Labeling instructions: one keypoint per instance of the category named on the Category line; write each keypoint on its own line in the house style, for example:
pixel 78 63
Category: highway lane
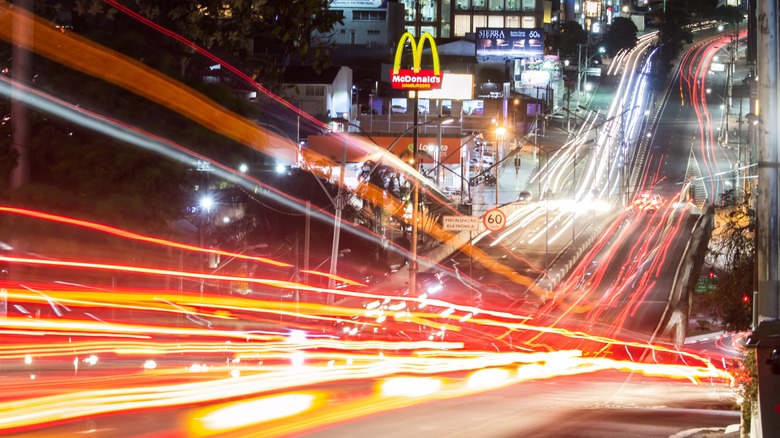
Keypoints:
pixel 597 405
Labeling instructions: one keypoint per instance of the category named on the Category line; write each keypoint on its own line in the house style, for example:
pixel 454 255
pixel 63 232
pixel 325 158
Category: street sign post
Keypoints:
pixel 494 220
pixel 460 223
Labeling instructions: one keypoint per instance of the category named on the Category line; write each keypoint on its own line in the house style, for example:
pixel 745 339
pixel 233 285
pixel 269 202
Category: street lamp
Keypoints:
pixel 205 204
pixel 499 131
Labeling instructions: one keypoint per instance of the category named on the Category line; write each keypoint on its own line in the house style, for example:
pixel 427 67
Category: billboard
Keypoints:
pixel 359 4
pixel 509 42
pixel 416 78
pixel 453 86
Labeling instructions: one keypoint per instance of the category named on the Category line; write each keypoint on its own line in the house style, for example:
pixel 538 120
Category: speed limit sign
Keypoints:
pixel 494 220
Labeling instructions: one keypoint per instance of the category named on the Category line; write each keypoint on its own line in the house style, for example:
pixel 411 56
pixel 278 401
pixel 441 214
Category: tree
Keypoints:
pixel 294 30
pixel 621 35
pixel 572 35
pixel 733 250
pixel 673 33
pixel 732 15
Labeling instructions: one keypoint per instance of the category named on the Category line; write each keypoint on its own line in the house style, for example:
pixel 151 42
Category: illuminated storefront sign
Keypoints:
pixel 415 78
pixel 592 9
pixel 509 42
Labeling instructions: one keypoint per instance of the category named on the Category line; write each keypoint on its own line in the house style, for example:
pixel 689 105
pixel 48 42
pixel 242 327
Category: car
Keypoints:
pixel 648 202
pixel 524 196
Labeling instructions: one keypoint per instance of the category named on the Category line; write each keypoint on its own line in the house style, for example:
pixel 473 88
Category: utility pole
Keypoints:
pixel 21 72
pixel 415 159
pixel 766 336
pixel 334 254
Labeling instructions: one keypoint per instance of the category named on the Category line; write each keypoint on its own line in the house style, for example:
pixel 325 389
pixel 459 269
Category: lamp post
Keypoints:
pixel 205 204
pixel 580 71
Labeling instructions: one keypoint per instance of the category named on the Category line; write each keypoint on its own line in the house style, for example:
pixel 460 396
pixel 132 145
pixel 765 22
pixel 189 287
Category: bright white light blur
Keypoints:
pixel 206 202
pixel 409 386
pixel 245 413
pixel 488 377
pixel 435 288
pixel 529 371
pixel 198 368
pixel 296 336
pixel 297 359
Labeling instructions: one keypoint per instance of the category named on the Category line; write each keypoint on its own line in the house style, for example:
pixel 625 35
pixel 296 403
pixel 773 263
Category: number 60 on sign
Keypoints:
pixel 494 220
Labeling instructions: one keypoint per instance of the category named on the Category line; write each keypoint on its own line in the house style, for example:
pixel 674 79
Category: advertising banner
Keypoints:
pixel 509 42
pixel 416 78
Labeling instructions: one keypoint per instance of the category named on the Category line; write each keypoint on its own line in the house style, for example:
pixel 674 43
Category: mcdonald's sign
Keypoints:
pixel 416 79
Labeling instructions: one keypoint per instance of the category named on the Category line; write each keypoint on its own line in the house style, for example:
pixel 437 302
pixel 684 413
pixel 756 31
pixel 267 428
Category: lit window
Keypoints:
pixel 315 90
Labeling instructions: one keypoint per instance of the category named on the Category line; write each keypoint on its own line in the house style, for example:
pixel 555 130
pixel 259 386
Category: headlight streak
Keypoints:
pixel 218 358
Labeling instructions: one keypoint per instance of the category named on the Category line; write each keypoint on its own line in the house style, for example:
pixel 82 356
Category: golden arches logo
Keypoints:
pixel 416 79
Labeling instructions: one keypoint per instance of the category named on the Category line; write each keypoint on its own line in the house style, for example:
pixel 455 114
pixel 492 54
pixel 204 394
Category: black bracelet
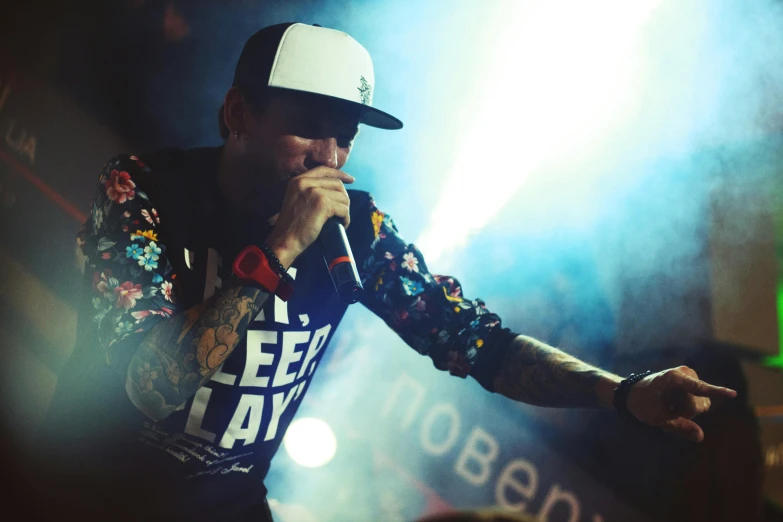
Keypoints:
pixel 276 265
pixel 621 394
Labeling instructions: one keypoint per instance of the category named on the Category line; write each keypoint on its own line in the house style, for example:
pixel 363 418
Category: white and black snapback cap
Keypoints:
pixel 312 59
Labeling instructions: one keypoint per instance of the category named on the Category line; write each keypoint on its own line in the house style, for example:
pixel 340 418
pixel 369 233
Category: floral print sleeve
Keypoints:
pixel 132 281
pixel 428 311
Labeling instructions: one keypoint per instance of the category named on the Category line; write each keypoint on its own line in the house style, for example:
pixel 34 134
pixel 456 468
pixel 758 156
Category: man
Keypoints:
pixel 210 306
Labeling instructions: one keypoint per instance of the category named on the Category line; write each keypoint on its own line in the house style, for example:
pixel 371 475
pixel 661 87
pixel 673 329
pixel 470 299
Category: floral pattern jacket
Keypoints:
pixel 134 285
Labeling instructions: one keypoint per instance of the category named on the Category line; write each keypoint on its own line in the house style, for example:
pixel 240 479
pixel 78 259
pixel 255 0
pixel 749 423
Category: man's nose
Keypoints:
pixel 323 152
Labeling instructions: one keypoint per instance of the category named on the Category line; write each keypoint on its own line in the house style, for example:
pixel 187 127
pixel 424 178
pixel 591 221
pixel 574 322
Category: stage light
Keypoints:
pixel 557 74
pixel 310 442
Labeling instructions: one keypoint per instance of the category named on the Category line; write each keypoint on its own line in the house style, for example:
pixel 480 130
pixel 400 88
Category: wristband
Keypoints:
pixel 276 265
pixel 621 394
pixel 252 265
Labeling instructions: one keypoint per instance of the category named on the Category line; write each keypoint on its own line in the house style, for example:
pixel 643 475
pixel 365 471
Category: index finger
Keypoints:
pixel 328 172
pixel 703 389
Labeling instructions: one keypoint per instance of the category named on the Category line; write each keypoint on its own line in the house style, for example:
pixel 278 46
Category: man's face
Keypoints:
pixel 296 132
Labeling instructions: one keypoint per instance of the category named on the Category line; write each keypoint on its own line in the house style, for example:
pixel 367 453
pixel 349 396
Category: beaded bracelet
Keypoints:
pixel 621 394
pixel 276 265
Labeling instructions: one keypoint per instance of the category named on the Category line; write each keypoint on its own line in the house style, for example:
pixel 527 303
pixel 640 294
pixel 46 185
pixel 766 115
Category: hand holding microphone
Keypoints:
pixel 316 204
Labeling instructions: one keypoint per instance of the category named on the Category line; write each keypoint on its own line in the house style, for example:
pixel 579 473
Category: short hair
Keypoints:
pixel 258 102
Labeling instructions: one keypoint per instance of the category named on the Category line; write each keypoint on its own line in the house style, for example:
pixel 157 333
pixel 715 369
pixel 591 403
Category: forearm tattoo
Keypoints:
pixel 536 373
pixel 180 355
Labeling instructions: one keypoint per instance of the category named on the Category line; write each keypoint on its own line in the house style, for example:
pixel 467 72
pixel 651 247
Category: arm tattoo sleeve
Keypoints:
pixel 536 373
pixel 180 355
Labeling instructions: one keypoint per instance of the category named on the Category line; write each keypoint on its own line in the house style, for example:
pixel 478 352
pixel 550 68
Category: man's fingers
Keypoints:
pixel 326 172
pixel 701 388
pixel 689 406
pixel 684 428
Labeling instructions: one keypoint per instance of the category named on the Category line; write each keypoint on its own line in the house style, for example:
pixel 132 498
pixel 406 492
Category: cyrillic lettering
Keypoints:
pixel 439 448
pixel 471 453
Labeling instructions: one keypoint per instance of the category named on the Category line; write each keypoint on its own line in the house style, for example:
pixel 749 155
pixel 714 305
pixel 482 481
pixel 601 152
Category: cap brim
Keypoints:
pixel 375 118
pixel 369 115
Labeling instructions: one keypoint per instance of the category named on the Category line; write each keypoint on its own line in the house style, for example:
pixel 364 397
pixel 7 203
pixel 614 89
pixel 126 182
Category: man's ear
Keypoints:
pixel 234 109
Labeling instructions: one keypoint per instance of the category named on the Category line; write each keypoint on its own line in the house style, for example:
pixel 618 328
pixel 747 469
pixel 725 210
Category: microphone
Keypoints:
pixel 339 261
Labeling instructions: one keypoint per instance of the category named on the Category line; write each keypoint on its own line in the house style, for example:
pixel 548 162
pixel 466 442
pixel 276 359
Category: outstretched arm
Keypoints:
pixel 536 373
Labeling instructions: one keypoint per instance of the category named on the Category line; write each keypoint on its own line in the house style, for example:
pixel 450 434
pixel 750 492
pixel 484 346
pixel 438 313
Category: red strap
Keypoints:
pixel 339 260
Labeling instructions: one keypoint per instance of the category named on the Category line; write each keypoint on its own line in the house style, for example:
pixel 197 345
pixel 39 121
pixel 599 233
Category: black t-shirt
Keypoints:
pixel 160 239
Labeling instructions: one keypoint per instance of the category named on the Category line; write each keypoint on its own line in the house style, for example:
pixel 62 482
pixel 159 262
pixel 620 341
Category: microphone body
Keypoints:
pixel 339 261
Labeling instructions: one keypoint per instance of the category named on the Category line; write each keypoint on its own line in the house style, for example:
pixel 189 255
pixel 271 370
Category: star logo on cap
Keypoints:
pixel 365 91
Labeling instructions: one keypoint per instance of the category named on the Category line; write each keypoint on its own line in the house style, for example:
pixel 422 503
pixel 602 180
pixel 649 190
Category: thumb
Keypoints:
pixel 684 428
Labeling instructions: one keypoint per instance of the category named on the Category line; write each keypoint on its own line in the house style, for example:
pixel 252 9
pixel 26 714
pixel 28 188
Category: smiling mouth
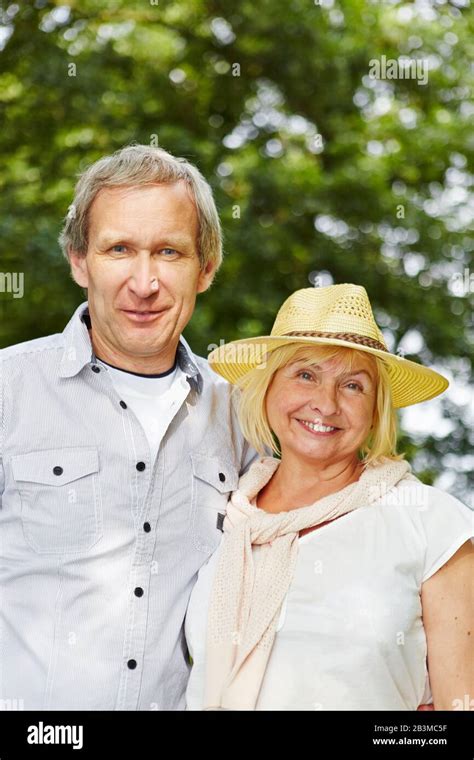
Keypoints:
pixel 318 427
pixel 142 315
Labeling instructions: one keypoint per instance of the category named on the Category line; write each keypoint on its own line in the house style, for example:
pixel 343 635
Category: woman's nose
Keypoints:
pixel 324 401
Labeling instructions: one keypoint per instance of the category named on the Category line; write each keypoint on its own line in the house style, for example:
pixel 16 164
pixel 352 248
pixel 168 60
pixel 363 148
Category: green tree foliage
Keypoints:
pixel 319 168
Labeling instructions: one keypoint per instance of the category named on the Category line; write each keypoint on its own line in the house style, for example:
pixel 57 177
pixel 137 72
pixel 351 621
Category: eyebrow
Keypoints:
pixel 110 239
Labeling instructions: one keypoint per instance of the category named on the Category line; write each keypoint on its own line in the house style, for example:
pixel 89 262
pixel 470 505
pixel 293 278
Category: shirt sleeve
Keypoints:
pixel 447 524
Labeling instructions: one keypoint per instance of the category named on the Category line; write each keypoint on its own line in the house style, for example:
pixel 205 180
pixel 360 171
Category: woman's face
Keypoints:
pixel 321 411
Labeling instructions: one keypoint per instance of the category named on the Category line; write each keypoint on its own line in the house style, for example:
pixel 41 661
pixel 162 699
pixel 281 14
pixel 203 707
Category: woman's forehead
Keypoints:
pixel 339 362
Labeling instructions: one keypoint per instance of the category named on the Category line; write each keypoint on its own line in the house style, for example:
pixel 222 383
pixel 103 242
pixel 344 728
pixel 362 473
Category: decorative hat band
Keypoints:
pixel 361 340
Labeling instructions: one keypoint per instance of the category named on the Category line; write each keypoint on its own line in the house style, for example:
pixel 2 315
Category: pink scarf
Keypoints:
pixel 245 604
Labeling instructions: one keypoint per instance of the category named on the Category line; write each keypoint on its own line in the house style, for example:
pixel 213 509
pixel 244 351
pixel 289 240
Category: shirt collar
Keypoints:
pixel 78 350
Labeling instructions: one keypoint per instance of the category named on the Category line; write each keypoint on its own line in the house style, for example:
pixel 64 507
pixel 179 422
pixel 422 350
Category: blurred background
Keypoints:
pixel 337 137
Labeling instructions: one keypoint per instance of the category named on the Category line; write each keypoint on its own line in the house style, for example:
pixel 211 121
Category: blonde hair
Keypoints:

Exercise brief: Pull out every line of the material that contains the word "nose", matching case exactly.

Exercise response:
Category: man's nose
Category: woman's nose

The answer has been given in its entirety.